PAGE EXTRACT —
+-------+
To Trump or not to Trump.

Argenbright built sizable Atlanta-based security, passenger screening and airport services companies from scratch. Real scratch; not daddy's-money-and-backing scratch.

He grew up in a speck of a Florida town, got cruddy grades in school and pursued a job administering polygraph tests, often on potential job hires. Screening people turned out to be a big jumping off point for him.

In business, as in presidential politics, everyone worries about whether they’re going to get stuck with a bad apple.

Argenbright’s connection with Trump was short-lived and mostly in the distant past. But it influenced his decision on who to vote for.

In the late 1980s, during the farm crisis, Argenbright got involved in helping Annabel Hill, whose husband killed himself in hopes that his wife could use the life insurance payout to keep their Burke County farm. The life insurance money never materialized.
+-------+
EXCERPTED DATA —
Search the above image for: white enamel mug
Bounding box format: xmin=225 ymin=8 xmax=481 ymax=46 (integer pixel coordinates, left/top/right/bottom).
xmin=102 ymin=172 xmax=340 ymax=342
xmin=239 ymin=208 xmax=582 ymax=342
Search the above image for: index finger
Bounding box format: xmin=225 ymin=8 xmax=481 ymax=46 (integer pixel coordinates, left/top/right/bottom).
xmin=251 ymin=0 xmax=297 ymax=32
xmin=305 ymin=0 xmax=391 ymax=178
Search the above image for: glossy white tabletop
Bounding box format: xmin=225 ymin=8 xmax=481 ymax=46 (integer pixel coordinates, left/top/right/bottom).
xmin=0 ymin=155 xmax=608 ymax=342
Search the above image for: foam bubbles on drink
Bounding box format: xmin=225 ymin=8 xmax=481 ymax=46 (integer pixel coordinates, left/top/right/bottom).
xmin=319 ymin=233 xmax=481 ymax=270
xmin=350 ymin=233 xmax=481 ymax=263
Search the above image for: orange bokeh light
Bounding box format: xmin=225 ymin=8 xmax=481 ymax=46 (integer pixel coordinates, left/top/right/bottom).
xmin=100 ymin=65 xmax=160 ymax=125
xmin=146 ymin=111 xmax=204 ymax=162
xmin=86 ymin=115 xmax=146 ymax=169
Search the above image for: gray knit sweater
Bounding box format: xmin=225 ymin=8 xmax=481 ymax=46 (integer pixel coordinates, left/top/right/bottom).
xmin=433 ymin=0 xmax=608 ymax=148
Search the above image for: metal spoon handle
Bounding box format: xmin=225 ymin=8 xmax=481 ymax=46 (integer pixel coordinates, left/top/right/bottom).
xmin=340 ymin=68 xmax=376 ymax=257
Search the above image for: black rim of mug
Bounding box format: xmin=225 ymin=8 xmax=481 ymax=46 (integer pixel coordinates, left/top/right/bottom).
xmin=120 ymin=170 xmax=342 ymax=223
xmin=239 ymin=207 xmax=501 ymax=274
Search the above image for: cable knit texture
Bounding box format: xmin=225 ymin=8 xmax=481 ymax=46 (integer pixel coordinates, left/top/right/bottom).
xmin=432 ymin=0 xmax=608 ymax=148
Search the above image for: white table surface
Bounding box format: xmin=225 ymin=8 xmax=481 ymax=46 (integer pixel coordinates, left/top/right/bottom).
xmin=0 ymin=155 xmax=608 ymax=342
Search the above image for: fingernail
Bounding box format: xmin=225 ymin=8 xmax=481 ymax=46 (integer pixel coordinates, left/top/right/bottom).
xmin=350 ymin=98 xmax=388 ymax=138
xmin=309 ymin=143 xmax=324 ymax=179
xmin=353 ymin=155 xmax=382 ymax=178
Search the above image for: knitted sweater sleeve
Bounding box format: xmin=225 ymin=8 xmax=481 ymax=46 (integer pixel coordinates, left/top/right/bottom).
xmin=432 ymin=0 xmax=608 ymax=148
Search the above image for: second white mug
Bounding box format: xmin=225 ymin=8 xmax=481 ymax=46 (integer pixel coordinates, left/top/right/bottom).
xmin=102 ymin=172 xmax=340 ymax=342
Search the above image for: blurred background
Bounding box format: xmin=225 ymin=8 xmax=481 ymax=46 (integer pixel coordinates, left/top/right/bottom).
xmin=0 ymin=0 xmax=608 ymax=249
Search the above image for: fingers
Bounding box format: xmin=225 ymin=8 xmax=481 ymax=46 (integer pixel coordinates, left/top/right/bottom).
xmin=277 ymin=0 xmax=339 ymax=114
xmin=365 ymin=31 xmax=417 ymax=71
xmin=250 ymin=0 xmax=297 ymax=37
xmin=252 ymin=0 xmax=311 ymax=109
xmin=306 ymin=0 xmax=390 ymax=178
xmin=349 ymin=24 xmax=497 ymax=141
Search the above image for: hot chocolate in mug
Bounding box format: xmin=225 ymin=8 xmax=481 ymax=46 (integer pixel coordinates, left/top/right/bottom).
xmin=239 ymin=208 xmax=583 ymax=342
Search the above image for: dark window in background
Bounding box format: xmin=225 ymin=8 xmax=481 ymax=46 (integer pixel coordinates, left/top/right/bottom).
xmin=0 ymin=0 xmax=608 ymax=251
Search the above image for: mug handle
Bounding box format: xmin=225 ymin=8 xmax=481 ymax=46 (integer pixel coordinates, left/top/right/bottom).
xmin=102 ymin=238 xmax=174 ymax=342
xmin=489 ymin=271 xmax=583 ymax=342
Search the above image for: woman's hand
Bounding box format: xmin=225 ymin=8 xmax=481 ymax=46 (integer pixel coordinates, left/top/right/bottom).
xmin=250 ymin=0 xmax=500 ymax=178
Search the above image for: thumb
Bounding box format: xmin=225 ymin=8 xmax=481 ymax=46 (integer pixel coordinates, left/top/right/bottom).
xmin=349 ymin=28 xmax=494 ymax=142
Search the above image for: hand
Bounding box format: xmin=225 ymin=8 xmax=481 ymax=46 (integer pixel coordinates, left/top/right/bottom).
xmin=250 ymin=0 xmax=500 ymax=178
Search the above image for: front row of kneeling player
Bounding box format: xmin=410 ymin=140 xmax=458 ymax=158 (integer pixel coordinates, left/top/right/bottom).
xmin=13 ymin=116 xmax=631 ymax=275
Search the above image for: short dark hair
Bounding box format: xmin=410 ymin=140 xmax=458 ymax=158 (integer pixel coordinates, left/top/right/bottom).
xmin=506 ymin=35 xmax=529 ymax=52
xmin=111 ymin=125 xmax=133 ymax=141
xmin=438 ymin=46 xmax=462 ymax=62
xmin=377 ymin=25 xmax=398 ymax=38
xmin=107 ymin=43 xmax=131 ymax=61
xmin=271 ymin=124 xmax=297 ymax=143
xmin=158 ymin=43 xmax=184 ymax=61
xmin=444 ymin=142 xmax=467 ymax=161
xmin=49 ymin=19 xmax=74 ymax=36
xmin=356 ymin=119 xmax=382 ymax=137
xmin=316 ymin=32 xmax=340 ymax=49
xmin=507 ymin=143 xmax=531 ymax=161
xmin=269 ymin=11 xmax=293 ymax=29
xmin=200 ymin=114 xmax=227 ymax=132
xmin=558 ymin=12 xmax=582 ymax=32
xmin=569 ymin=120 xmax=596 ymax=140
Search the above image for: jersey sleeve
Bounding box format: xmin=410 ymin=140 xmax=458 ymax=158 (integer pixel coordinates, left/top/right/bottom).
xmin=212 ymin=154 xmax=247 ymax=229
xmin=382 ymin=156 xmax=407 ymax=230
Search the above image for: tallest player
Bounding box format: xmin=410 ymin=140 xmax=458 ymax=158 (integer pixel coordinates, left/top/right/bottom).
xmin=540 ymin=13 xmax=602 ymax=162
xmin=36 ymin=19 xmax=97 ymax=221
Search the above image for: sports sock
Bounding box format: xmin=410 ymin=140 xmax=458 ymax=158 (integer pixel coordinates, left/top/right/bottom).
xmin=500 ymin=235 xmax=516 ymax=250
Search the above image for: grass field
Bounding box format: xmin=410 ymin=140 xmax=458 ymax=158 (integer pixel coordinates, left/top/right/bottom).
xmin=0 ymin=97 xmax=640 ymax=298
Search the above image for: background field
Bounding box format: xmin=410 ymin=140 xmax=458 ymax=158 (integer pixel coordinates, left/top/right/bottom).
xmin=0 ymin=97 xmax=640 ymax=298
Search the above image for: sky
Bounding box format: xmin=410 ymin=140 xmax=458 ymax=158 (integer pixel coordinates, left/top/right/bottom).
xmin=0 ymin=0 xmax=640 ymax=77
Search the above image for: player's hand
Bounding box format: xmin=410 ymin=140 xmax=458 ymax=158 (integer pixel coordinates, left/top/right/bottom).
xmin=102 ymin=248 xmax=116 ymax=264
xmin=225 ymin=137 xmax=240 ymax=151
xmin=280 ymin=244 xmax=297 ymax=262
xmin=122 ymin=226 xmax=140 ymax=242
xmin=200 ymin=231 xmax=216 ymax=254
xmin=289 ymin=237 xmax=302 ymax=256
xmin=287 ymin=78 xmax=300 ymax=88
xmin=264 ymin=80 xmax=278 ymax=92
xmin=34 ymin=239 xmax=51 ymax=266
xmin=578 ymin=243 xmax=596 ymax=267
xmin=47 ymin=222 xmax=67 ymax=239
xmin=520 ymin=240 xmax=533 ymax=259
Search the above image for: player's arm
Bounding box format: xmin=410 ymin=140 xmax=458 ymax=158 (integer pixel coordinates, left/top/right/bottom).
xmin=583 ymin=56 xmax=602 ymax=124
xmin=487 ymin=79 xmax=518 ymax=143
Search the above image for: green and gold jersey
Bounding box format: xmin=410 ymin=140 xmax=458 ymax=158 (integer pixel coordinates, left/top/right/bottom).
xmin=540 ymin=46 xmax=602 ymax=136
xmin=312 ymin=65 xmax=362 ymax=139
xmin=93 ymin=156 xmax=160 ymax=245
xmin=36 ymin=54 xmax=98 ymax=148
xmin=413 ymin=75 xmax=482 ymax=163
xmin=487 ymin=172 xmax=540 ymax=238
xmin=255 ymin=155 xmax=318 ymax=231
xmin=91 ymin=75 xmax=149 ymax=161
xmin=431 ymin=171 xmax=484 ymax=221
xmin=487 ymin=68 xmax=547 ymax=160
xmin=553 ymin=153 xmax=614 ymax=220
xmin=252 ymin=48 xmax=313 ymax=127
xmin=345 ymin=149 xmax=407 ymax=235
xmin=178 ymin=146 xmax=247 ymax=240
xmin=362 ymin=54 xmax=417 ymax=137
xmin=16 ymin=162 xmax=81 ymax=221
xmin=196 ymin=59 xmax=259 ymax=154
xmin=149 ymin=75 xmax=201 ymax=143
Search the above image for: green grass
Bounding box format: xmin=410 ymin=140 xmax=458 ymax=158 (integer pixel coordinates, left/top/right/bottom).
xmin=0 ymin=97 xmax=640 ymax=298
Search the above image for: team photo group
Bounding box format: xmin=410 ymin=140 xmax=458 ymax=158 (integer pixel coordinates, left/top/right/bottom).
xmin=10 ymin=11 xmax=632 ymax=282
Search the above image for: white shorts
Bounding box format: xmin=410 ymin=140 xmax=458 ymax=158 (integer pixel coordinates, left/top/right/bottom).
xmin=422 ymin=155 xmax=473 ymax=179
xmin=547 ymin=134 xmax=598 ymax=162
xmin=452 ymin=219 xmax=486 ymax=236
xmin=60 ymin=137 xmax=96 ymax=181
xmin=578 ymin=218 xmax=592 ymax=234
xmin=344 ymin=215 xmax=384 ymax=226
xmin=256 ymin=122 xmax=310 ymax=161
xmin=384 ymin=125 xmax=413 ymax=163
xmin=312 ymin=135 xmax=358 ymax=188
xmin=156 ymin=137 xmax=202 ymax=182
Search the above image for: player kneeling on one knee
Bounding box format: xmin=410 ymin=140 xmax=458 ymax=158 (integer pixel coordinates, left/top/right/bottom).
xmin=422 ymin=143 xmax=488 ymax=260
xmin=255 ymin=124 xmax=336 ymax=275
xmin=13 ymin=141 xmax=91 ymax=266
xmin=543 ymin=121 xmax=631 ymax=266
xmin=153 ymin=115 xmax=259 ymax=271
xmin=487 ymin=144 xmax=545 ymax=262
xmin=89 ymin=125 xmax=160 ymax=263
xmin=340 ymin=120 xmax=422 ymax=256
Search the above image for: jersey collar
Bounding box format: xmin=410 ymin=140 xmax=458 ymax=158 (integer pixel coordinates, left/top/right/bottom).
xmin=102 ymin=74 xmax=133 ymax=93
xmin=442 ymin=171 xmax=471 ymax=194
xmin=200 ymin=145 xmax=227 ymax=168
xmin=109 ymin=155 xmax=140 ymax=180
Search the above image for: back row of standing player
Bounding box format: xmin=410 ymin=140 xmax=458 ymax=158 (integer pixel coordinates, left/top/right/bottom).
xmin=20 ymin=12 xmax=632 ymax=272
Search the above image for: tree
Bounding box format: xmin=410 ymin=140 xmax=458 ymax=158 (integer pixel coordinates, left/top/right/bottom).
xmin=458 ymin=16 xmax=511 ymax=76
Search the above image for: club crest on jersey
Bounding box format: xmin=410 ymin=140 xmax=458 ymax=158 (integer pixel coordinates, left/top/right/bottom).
+-------+
PROBLEMS —
1 – In the Argenbright piece, what job did Argenbright pursue after his school years?
2 – Shorten the paragraph of the Argenbright piece that begins "He grew up in a speck of a Florida town" and keep its main facts.
3 – Carry the Argenbright piece forward from its final sentence about the life insurance money.

TASK-BY-TASK OUTPUTS —
1 – He administered polygraph tests, often on potential job hires.

2 – Raised in a tiny Florida town and a poor student, Argenbright took a job giving polygraph tests, often to job candidates, and screening people became his springboard.

3 –
The story reached all the way to Manhattan, where Trump’s then-wife Ivana urged him to call Argenbright to offer assistance.

A hotel freebie

As Argenbright recalls it, Trump invited Hill and her family up to meet him and put them up in his hotel for free. He ended up giving lots of his time to the cause and helped capture media attention to raise contributions from others. It's an episode recounted some during the latest campaign season, including by my colleague Jim Galloway.

“He didn’t commit a lot of money,” Argenbright said. “He was upfront in the beginning: ‘I will help you save your farm, but I’m not just going to write a check and pay off the farm.’”

If he had, Argenbright said, everyone would have been clamoring for him to do that for them as well.

“It was fascinating to watch how he operated,” Argenbright recalled.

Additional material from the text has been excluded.